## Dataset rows
--------------------------------

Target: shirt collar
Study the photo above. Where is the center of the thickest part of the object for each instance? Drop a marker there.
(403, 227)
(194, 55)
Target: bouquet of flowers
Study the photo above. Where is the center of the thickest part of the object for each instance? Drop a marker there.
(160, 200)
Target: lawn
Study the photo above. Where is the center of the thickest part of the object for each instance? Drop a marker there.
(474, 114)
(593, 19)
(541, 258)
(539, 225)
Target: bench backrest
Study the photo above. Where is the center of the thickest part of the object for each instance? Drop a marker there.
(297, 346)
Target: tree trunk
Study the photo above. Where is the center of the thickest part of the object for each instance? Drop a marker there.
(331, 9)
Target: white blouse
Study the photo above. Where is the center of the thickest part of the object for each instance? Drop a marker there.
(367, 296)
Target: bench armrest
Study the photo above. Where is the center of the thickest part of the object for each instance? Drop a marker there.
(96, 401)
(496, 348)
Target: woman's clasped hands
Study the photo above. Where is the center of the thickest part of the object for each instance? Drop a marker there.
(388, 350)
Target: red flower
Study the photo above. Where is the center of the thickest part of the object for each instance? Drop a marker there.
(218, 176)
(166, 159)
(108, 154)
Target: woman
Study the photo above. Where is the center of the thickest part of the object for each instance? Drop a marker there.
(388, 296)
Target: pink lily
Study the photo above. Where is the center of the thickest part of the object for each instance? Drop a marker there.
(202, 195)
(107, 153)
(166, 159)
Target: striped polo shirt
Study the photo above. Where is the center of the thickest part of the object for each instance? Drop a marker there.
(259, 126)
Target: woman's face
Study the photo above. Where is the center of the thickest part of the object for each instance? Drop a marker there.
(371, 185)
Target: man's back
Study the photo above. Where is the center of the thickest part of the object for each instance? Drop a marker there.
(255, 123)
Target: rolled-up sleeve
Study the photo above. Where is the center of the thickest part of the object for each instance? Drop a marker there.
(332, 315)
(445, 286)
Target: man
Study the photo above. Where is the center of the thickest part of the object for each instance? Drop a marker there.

--------------------------------

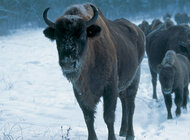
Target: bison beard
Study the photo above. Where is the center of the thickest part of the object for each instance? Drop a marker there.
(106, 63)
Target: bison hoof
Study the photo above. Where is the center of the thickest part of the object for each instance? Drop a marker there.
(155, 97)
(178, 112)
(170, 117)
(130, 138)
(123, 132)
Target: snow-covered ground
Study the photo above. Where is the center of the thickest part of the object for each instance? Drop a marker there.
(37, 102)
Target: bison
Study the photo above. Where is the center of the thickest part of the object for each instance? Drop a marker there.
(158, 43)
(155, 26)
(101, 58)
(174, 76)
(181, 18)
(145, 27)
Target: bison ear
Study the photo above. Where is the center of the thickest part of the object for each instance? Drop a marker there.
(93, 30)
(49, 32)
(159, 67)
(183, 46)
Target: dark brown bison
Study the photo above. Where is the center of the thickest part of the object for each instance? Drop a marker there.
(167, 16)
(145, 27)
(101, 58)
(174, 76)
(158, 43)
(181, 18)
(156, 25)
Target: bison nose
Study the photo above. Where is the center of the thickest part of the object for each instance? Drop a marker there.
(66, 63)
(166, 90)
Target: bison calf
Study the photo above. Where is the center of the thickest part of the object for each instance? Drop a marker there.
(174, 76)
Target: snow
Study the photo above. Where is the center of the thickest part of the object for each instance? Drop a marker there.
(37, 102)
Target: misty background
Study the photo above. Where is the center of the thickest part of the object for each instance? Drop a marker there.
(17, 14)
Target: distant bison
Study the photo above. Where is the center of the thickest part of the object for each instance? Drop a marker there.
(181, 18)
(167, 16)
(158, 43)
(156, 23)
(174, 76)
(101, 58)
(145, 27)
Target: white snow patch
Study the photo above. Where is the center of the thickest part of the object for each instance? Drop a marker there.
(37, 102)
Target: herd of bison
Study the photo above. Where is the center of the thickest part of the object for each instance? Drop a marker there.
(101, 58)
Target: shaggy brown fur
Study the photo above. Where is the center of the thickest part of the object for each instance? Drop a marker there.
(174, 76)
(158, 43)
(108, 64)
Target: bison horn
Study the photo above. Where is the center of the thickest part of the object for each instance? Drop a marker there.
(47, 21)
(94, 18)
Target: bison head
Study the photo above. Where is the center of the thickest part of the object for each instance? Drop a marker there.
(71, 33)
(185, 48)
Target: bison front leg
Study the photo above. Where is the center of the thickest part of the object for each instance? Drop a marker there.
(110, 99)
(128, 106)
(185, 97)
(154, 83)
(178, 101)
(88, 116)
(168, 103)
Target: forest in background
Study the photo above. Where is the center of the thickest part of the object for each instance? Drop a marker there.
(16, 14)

--------------------------------

Locate each line in the items above that contains the word "snow", matching case, and copy those lines.

## EXERCISE OUTPUT
Target: snow-covered ground
Target: snow
Target: white snow patch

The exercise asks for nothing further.